- **Work to complete**: Only one span is wanted from the lines below: from the one with "Could you point out the dry field" up to and including the one with "Could you point out the crop". Copy it exactly, without images.

(Stored data entries)
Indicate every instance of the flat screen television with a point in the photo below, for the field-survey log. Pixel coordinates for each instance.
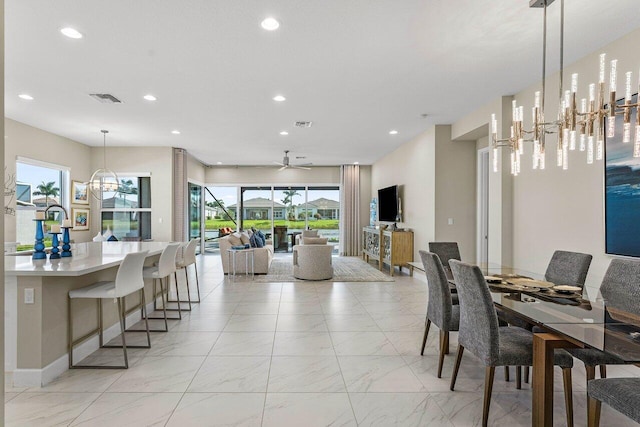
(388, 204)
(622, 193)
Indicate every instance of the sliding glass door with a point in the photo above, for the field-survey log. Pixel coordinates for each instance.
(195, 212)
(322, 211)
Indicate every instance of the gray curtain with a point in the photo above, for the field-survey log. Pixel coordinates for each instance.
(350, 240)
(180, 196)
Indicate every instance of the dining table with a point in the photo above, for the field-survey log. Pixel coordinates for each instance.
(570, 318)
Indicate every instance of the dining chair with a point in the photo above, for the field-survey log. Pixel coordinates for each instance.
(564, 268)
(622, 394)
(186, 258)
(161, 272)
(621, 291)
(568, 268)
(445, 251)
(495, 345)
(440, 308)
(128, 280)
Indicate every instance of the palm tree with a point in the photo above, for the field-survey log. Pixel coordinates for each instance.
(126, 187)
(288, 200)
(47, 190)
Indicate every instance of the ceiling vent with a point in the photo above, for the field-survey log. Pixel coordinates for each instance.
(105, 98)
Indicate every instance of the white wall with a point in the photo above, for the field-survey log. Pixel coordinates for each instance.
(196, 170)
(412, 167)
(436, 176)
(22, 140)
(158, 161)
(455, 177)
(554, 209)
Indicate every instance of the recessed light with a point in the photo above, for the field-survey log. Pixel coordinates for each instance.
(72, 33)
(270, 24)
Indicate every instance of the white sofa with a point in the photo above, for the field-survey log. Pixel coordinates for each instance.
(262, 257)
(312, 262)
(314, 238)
--
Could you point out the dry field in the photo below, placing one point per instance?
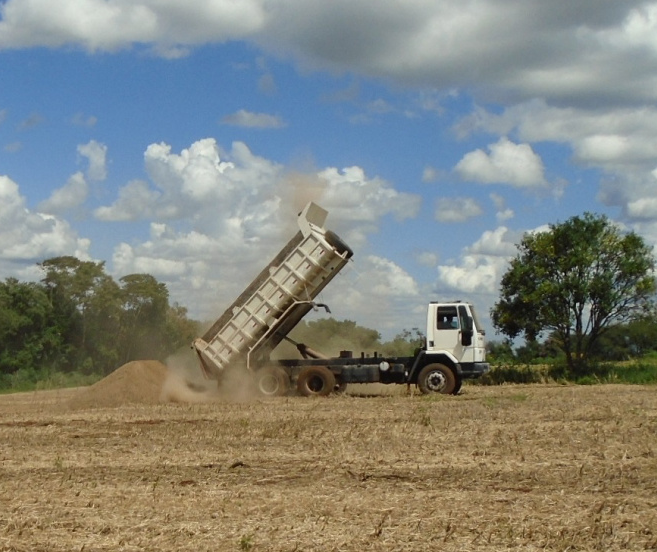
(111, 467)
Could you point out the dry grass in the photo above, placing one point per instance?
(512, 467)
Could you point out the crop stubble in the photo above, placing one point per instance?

- **Answer section**:
Could you point out the dry field in the photo below, placing one point per instance?
(111, 467)
Could you point out the dry grass in the photo above, placing one point per instance?
(512, 467)
Could you point out the crop stubble in the photo above, placing one point per instance?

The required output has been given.